-- ФРАГМЕНТ ТЕКСТА --
/---
Изучая за границей горное дело, Ломоносов умел здраво и критически отнестись ко всему окружающему. Он остро подмечал черты отсталости иностранной техники, которые она влачила за собой как наследие неизжитого средневековья.
Посещая фрейбергские рудники и наблюдая тамошние порядки, Ломоносов не мог не видеть тяжелого положения немецких рабочих, обреченных поистине на каторжный труд, который не обеспечивал даже полуголодное существование. Всего за два года до приезда Ломоносова во Фрейберг, 11 ноября 1737 года, доведенные до отчаяния рудокопы устроили восстание, продолжавшееся девять дней, так что пришлось спешно вызывать войска.
[163]Особенно возмущала Ломоносова зверская эксплуатация детей на рудниках. В своих «Первых основаниях металлургии» Ломоносов вспоминал виденных им в Саксонии «малолетних ребят», которые, «несмотря на нынешнее просвещение, еще служат на многих местах вместо толчейных мельниц», т. е. толкут и растирают насыщенную серой и сурьмой руду, тогда как, замечает Ломоносов, легко можно было бы сделать для этого механические приспособления наподобие мельниц: «для лутчего ускорения работы и для сбережения малолетних детей, которые в нежном своем возрасте тяжкою работою и ядовитою пылью здоровье тратят и на всю жизнь себя увечат».
Ломоносов не просто пронесся по Европе в щегольской карете, как русские знатные путешественники, а окунулся в самую гущу жизни, видел ее снизу и не питал никаких иллюзий в отношении западноевропейской культуры.
Чем дольше жил Ломоносов за границей, тем отчетливее видел он повсюду проявления косности, невежества, нищеты и рабства, которых не могли прикрыть ни разноцветные огни княжеских празднеств, ни туманные лекции университетских профессоров, рассуждающих об отвлеченных принципах религии и морали. Наряду с примечательными достижениями западноевропейской культуры — готическими соборами и ратушами, университетами, музыкой Баха, гремевшей под сводами лейпцигских церквей, изысканными стихами и романами, — Ломоносов успел хорошо насмотреться на всяческую дикость и варварство. Из стремительно развивающейся огромной страны он попал в липкую паутину немецкого мелкодержавия, где все было сковано и ограничено в своих возможностях. Историческое развитие Германии шло замедленно. Она была во власти феодальных пережитков. Традиции мертвых поколений тяжелым кошмаром давили на сознание живых.
В 1715 году лейпцигский теологический факультет представляет ученейшее заключение по поводу начавшегося в Иене судебного процесса о заклинании дьявола. Факультет не только подтверждает возможность дьявола вмешиваться в дела людей, но и спешит осудить книгу известного борца против процессов ведьм голландца Беккера, утверждая, что те философы, которые отвергают способность злого духа «производить операции в материи или телах», заслуживают проклятия и осуждения, так как они «наносят этим удар христианской религии». По заключению юридического факультета в Тюбингене была в 1713 году сожжена «ведьма». В 1728 году подобный же процесс состоялся в Берлине, где «волшебница» была присуждена к пожизненному заключению.
\---
-- ЗАДАНИЕ --
Перепишите отрывок о Ломоносове за границей — всё начиная со слов «Изучая за границей» и вплоть до слов «спешно вызывать войска.», — поставив «горняки» вместо «рудокопы». Приведенные далее строки здесь никак не используются.

-- ИЗВЛЕЧЕННЫЕ ДАННЫЕ --
/---
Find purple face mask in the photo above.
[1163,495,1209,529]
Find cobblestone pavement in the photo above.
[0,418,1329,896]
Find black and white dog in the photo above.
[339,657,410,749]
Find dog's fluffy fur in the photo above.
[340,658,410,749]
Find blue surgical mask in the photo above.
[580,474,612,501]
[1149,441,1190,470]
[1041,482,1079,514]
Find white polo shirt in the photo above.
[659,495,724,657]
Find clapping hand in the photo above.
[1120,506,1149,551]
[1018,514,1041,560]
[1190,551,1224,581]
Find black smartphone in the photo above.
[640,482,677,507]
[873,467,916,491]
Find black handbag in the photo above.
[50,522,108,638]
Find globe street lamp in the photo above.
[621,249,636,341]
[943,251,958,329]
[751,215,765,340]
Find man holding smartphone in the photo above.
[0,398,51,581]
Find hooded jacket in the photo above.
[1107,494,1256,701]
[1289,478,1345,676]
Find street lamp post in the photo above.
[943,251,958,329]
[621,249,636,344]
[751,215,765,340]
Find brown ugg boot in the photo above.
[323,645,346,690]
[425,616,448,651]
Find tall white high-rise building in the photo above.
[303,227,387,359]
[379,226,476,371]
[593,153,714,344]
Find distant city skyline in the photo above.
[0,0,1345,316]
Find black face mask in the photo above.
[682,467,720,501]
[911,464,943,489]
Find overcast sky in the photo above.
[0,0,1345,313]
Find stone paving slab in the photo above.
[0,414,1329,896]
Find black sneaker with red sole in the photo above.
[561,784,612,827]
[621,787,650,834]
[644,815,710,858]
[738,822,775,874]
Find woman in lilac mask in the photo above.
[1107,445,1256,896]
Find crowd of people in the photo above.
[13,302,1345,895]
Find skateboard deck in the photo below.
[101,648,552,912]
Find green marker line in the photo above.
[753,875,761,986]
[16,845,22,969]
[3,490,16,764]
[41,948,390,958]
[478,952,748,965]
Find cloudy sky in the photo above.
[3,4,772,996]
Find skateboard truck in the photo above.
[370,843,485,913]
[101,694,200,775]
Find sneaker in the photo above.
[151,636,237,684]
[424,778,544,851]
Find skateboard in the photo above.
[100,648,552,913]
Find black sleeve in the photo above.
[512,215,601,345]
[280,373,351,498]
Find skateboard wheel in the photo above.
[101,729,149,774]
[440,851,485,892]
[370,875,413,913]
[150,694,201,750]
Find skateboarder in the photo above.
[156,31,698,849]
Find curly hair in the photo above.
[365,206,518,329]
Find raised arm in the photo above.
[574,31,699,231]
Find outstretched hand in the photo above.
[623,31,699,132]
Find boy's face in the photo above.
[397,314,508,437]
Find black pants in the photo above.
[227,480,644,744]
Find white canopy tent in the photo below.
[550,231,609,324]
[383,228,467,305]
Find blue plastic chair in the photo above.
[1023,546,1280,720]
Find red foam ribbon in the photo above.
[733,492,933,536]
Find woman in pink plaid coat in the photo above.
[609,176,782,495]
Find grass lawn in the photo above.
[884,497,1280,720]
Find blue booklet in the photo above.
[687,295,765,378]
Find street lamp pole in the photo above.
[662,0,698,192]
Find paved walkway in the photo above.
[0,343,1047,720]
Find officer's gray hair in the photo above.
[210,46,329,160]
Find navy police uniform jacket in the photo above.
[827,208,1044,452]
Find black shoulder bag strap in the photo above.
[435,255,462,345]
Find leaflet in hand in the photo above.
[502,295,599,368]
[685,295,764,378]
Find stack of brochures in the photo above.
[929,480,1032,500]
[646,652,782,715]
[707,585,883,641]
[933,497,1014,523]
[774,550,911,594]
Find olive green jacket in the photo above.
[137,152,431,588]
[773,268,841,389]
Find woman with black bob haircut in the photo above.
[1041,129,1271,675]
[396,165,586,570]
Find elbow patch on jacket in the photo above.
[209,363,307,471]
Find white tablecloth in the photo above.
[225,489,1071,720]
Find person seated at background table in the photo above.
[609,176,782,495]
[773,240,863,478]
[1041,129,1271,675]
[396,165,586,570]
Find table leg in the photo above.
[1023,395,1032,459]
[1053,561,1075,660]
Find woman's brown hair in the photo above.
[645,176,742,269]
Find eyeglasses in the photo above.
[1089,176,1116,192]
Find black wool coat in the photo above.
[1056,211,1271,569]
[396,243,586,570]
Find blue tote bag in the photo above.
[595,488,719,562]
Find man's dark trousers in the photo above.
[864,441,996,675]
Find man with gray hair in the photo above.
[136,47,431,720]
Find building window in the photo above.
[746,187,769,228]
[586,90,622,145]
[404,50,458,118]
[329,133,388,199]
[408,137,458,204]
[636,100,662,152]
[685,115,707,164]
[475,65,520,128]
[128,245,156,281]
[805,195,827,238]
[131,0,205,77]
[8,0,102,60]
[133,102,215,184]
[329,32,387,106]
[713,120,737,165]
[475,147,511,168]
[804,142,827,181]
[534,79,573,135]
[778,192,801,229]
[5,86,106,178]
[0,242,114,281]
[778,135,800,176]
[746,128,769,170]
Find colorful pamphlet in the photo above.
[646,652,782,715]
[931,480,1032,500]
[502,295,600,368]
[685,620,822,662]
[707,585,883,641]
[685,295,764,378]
\---
-- ОТВЕТ --
Изучая за границей горное дело, Ломоносов умел здраво и критически отнестись ко всему окружающему. Он остро подмечал черты отсталости иностранной техники, которые она влачила за собой как наследие неизжитого средневековья.
Посещая фрейбергские рудники и наблюдая тамошние порядки, Ломоносов не мог не видеть тяжелого положения немецких рабочих, обреченных поистине на каторжный труд, который не обеспечивал даже полуголодное существование. Всего за два года до приезда Ломоносова во Фрейберг, 11 ноября 1737 года, доведенные до отчаяния горняки устроили восстание, продолжавшееся девять дней, так что пришлось спешно вызывать войска.